= Work to be completed =
In this exercise, copy exactly the lines from the one that contains "[trace] road" through the end of the entries below; pictures are not copied.

Raw records:

────

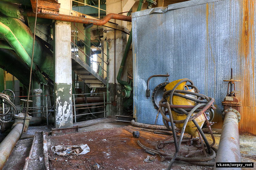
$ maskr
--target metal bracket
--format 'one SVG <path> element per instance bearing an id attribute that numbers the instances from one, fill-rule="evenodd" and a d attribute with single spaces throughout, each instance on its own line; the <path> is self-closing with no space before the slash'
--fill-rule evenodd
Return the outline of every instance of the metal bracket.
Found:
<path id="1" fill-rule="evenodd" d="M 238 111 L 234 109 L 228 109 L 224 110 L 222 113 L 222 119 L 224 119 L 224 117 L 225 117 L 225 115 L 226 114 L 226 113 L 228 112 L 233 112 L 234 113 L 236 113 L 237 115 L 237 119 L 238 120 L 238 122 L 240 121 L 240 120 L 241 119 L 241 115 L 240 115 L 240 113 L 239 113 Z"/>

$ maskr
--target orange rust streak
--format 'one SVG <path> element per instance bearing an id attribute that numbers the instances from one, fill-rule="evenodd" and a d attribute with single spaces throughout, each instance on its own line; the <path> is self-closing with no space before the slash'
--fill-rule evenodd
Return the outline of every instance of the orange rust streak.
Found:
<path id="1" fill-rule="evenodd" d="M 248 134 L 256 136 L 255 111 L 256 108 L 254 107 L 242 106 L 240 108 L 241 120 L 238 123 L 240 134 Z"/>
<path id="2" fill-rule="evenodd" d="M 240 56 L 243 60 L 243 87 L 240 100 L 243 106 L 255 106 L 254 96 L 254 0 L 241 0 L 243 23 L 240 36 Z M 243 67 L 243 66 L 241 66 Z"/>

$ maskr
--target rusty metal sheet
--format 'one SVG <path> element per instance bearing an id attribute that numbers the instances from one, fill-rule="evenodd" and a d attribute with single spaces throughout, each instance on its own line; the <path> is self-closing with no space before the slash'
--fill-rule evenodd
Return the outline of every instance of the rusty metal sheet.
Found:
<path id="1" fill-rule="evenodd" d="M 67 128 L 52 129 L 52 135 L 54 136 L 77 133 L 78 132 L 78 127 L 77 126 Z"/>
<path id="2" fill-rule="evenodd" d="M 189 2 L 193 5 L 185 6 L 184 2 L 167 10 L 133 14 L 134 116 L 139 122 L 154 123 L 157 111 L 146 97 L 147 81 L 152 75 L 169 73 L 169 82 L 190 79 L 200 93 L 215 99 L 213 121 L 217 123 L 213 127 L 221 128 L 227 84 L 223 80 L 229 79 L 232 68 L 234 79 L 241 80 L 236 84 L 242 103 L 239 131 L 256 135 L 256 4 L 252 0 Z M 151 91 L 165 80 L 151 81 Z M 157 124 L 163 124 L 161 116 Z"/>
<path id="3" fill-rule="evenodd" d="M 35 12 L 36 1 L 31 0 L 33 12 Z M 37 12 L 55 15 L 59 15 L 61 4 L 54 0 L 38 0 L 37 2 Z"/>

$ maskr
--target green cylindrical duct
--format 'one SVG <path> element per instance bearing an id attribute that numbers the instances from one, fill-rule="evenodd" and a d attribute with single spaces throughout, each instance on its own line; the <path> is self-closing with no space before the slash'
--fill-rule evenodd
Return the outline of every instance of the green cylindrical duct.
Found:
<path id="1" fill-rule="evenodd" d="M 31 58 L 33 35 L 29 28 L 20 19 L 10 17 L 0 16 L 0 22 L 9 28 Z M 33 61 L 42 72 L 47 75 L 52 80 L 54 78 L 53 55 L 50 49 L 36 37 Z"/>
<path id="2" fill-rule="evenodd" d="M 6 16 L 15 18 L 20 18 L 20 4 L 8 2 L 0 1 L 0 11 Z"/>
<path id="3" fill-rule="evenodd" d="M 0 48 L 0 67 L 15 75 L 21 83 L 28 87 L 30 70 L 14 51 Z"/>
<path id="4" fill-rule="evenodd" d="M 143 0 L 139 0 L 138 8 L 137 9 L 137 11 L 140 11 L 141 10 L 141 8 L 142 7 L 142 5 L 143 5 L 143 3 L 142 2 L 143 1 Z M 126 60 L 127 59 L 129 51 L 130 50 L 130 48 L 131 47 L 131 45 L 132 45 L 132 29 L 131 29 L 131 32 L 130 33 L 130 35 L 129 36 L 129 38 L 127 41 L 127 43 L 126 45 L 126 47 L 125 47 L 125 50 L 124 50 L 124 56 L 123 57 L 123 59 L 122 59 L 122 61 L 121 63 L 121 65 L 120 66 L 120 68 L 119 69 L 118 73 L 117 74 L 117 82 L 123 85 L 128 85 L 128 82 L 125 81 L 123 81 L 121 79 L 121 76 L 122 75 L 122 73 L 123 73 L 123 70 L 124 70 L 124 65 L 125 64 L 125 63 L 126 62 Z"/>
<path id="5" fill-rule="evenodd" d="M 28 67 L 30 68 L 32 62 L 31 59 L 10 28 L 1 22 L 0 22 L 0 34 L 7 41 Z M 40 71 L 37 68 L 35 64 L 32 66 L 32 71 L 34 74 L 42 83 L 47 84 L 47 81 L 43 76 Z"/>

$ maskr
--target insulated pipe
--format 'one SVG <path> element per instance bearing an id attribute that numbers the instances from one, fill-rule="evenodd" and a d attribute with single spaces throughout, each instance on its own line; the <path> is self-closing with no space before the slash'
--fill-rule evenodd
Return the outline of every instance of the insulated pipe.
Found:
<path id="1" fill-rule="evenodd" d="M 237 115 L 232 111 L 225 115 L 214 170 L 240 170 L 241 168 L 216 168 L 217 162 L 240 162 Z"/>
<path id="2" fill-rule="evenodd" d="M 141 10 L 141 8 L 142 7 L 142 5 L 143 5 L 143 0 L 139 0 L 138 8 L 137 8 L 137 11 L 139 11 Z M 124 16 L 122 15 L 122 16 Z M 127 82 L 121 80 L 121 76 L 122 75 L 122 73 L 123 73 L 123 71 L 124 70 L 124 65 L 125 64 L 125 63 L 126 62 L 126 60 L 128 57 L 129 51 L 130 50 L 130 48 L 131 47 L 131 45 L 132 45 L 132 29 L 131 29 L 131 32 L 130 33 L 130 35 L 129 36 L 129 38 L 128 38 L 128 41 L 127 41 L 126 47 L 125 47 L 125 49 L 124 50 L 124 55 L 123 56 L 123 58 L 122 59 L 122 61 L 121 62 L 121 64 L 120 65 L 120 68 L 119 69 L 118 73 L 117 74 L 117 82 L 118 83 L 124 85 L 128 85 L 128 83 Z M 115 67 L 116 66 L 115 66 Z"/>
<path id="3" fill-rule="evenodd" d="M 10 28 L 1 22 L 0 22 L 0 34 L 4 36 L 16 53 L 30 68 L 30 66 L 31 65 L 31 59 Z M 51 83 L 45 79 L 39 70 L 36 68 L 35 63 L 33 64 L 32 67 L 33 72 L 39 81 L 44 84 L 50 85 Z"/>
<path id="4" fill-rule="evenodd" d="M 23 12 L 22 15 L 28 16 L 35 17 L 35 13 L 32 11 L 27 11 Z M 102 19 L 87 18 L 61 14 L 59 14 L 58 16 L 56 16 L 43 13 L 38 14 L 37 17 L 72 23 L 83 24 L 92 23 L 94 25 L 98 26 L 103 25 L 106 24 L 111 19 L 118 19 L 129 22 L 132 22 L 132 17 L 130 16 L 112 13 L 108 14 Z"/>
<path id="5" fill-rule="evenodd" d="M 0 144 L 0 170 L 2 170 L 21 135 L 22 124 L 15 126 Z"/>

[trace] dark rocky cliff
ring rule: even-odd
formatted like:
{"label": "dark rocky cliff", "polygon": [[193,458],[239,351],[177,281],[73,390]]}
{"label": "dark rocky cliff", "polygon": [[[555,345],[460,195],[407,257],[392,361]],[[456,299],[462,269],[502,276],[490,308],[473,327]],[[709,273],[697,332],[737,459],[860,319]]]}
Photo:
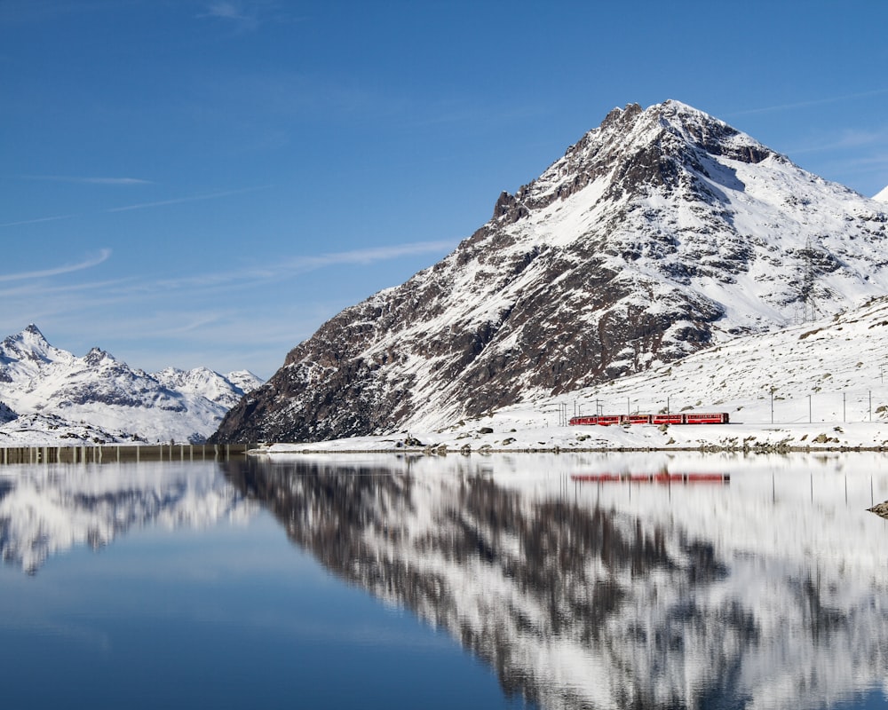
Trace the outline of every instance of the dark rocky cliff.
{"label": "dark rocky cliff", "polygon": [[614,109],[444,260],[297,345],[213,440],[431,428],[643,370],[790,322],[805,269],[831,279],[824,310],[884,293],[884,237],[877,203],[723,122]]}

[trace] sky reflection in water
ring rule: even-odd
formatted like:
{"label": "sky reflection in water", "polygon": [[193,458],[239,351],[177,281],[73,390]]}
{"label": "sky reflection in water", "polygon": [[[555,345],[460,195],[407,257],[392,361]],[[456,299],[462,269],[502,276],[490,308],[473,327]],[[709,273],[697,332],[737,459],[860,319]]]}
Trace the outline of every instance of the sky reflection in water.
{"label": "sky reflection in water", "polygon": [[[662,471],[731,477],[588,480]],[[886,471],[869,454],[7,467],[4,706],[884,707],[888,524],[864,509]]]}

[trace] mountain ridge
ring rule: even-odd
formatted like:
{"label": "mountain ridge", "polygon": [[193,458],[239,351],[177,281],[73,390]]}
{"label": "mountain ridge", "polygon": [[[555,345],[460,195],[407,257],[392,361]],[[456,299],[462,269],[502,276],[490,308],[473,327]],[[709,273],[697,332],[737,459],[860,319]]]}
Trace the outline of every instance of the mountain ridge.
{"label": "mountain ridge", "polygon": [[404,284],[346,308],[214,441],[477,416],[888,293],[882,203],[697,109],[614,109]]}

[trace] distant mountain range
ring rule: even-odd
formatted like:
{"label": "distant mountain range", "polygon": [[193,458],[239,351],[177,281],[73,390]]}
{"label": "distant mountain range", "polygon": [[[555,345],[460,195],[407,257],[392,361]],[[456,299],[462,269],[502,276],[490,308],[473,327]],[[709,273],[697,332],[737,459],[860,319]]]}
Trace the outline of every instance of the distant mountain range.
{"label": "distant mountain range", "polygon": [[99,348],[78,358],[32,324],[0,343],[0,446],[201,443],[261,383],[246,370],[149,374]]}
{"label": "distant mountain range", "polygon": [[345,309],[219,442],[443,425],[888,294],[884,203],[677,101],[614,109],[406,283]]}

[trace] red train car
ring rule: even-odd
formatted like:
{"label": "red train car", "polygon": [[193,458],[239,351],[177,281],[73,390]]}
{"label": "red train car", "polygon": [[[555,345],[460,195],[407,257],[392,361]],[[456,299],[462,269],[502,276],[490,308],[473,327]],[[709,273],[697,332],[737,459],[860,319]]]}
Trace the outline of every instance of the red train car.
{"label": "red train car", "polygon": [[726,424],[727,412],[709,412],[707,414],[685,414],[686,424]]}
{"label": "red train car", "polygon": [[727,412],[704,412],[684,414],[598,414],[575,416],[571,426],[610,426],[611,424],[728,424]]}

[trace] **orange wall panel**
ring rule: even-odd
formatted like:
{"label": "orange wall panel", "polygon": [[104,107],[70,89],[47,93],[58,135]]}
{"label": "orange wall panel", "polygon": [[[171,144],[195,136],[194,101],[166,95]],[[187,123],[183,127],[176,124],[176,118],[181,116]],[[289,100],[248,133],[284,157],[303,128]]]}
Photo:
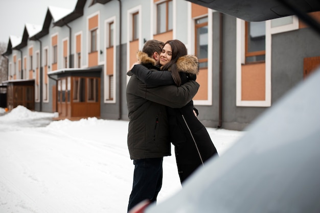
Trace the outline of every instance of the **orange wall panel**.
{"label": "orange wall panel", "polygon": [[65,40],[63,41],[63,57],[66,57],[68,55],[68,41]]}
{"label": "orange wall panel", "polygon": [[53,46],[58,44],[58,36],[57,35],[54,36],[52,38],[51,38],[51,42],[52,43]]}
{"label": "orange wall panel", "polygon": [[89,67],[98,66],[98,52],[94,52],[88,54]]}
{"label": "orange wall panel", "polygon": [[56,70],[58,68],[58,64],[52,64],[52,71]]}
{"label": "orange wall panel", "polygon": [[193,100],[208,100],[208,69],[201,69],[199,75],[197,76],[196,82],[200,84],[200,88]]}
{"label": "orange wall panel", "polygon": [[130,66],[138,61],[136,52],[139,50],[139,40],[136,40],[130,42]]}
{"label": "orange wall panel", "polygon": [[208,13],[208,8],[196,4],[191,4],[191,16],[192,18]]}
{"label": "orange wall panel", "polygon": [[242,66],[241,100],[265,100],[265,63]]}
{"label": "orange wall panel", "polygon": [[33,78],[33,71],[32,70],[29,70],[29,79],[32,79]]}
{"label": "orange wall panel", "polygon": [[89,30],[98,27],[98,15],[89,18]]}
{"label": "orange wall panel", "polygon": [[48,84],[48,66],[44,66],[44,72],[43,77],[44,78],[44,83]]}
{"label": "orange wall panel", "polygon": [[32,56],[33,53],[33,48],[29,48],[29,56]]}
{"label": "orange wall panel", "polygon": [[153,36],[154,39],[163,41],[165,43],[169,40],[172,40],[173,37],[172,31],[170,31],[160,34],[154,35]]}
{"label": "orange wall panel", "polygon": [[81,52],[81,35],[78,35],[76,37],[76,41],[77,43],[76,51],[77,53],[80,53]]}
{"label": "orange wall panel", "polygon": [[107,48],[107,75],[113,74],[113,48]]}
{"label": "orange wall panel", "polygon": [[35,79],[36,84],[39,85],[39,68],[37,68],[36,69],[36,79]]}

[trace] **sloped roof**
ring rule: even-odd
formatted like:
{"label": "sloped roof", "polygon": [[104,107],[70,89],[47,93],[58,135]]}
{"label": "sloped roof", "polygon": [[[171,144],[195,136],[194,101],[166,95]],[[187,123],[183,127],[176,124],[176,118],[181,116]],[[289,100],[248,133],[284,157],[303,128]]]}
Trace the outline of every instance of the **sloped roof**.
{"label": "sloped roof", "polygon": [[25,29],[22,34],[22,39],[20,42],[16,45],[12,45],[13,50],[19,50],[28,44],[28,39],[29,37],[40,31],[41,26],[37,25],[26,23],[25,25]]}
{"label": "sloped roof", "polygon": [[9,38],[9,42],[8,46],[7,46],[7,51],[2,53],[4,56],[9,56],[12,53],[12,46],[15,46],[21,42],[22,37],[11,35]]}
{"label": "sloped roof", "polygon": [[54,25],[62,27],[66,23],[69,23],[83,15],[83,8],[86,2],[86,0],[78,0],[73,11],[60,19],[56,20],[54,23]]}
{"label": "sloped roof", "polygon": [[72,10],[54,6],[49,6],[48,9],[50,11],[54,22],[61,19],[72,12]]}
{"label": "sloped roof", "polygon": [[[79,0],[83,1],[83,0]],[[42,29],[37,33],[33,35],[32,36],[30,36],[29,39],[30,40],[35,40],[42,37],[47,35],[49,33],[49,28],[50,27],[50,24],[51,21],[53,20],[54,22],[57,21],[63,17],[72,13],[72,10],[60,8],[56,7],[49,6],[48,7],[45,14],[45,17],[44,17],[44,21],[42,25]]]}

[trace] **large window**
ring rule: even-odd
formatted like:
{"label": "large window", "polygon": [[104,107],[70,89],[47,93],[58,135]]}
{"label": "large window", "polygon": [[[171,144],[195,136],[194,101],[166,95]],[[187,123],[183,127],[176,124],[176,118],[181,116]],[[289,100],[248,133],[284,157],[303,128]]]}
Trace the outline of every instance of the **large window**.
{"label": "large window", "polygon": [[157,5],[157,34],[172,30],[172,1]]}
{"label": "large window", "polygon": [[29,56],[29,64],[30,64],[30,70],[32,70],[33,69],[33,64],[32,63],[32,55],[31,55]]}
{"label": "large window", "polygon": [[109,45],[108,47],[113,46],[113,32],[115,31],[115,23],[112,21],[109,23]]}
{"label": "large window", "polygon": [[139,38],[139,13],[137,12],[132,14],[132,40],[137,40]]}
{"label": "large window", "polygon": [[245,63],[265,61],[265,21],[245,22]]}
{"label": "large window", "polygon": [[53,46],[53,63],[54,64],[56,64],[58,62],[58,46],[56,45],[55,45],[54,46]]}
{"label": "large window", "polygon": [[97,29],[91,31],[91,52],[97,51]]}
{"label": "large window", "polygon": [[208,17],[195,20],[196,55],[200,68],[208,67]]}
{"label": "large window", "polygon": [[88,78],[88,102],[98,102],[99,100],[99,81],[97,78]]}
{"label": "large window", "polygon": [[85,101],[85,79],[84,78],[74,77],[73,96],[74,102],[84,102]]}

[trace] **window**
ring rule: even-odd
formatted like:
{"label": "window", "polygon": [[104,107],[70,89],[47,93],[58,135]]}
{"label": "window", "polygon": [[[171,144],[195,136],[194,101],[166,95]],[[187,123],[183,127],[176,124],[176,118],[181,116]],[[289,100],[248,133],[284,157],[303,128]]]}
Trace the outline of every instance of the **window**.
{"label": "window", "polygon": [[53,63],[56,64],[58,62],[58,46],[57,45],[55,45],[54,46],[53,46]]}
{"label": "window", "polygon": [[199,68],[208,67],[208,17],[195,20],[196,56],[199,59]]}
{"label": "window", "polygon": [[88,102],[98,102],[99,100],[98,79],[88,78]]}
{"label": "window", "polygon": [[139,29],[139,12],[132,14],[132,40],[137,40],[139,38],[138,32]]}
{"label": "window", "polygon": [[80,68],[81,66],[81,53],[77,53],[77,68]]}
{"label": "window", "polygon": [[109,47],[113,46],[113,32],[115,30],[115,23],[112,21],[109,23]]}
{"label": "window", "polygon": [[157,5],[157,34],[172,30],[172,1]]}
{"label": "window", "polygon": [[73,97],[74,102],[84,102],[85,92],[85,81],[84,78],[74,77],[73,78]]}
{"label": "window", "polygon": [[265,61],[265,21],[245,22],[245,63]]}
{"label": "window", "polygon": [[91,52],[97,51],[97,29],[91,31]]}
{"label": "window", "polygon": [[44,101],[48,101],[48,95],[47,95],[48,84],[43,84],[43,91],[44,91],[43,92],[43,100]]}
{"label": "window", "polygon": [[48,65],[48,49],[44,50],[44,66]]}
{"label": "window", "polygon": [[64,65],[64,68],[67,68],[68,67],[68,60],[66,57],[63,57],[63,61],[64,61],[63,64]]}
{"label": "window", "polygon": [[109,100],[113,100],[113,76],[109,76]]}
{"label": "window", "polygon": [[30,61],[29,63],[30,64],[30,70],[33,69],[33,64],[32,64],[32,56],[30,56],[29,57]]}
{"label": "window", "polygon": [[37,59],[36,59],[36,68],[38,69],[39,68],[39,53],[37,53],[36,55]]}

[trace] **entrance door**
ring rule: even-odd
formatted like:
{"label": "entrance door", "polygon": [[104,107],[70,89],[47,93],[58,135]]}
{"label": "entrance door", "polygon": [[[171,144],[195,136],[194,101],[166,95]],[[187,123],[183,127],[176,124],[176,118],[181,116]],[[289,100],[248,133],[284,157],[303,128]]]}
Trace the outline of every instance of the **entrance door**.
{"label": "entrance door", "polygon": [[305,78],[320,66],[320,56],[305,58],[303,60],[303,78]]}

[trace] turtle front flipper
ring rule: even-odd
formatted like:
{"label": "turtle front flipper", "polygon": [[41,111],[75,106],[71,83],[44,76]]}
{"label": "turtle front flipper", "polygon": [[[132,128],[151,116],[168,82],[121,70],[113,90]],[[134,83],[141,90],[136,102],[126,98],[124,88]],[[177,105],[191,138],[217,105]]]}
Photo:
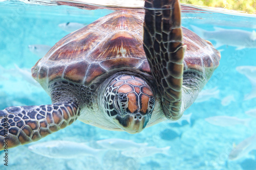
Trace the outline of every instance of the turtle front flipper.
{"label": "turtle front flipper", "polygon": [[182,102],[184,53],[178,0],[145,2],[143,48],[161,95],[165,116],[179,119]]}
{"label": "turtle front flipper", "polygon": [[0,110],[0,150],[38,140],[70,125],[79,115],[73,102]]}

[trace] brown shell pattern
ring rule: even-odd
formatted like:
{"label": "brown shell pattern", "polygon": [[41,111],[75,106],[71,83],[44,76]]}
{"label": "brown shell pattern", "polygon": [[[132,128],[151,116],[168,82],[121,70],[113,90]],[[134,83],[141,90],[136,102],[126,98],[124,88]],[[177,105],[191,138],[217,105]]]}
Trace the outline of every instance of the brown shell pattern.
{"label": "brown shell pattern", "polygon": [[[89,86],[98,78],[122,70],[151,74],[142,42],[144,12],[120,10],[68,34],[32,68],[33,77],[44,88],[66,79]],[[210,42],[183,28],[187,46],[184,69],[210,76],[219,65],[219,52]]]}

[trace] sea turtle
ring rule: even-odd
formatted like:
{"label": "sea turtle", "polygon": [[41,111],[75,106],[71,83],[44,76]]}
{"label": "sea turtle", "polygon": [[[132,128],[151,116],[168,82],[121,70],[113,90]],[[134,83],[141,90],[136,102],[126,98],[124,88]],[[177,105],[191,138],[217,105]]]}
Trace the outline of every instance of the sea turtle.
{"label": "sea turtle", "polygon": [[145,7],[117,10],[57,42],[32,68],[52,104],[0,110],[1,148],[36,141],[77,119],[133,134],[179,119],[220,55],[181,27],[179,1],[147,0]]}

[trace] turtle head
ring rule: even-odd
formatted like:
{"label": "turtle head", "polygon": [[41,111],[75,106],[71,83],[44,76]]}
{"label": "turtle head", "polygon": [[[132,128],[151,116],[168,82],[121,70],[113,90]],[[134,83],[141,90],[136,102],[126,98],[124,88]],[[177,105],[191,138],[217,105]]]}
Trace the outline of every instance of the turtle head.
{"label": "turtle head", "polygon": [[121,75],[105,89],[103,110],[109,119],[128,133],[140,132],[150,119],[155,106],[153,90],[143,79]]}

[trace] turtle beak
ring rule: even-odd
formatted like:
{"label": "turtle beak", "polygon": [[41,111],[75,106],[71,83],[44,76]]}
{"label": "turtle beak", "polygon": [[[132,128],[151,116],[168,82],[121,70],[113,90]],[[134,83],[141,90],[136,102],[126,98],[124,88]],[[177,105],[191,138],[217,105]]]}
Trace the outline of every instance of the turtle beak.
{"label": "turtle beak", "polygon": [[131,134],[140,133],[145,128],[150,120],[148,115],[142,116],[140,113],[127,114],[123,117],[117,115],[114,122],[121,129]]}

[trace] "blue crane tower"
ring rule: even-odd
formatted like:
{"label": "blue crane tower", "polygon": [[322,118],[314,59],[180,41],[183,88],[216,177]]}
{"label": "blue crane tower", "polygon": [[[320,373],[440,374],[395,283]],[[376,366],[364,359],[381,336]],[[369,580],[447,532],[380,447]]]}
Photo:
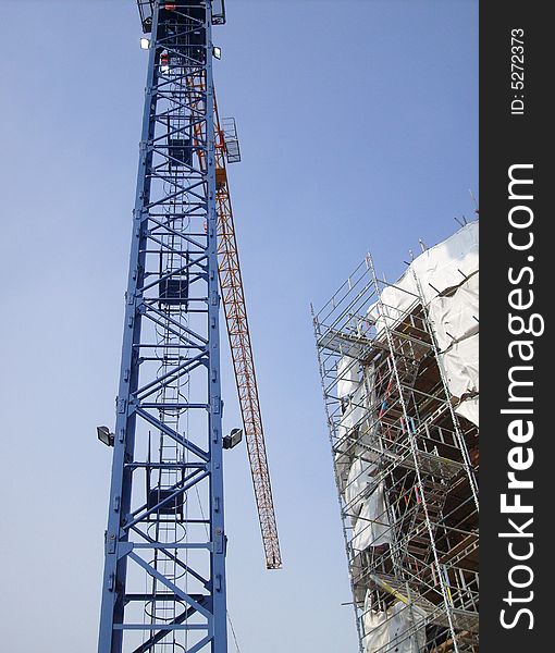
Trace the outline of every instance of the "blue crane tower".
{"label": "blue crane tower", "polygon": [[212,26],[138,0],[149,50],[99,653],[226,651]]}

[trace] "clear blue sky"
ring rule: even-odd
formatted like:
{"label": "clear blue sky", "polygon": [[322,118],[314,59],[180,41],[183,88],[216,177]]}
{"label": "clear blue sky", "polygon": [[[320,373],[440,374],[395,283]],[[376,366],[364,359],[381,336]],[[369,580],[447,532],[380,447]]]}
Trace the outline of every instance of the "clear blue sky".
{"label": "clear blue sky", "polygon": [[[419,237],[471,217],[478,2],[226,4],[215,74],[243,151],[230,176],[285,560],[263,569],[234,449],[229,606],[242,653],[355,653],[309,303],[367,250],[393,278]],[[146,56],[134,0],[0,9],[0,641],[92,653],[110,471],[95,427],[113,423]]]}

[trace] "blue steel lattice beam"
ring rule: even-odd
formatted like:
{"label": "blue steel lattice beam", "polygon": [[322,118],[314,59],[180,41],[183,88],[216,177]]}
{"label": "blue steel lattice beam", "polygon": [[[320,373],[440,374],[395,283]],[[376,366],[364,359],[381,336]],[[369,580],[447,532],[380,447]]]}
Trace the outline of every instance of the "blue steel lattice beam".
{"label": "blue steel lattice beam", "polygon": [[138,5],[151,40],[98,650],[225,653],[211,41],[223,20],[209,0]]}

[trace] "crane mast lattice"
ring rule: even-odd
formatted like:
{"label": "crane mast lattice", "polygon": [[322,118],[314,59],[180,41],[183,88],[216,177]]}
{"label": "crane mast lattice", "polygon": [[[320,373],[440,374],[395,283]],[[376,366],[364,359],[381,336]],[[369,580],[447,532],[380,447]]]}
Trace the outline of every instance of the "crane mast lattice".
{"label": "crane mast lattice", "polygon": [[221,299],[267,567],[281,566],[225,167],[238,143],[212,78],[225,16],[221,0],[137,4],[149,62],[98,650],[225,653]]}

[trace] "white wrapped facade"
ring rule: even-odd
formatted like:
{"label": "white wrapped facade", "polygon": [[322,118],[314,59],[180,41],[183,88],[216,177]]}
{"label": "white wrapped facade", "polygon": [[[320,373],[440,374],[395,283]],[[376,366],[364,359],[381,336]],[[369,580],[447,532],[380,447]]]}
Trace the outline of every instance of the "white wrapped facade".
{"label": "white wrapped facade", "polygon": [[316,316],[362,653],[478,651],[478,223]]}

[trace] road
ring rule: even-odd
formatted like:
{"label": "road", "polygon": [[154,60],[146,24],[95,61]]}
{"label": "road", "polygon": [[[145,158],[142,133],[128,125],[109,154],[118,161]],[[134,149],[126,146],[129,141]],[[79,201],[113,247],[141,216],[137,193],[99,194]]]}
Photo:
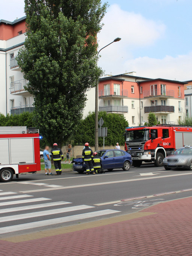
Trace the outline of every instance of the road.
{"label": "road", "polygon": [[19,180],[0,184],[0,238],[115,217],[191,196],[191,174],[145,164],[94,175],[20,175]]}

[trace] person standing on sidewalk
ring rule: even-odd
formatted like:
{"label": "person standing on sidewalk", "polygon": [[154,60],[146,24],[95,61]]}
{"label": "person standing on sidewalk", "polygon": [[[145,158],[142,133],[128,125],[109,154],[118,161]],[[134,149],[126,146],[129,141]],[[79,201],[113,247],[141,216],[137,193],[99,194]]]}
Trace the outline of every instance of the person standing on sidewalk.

────

= Response below =
[trace] road
ring rule: even-odd
formatted like:
{"label": "road", "polygon": [[154,60],[146,24],[95,61]]}
{"label": "road", "polygon": [[[145,158],[142,133],[128,125],[109,154],[118,161]],[[134,149],[126,146],[129,141]],[[79,201],[113,247],[141,216],[137,193],[99,194]]]}
Photo:
Trace the outline of every instance of the road.
{"label": "road", "polygon": [[19,180],[0,184],[0,238],[115,217],[191,196],[191,174],[145,164],[94,175],[20,175]]}

[trace] person standing on sidewalk
ring rule: even-odd
formatted like:
{"label": "person standing on sidewalk", "polygon": [[154,60],[146,24],[95,61]]}
{"label": "person standing on sidewalk", "polygon": [[[145,158],[142,133],[128,125],[109,154],[118,161]],[[134,149],[126,146],[129,141]],[[79,201],[113,247],[141,216],[137,193],[99,194]]]}
Trace the outline of every instance of the person standing on sidewalk.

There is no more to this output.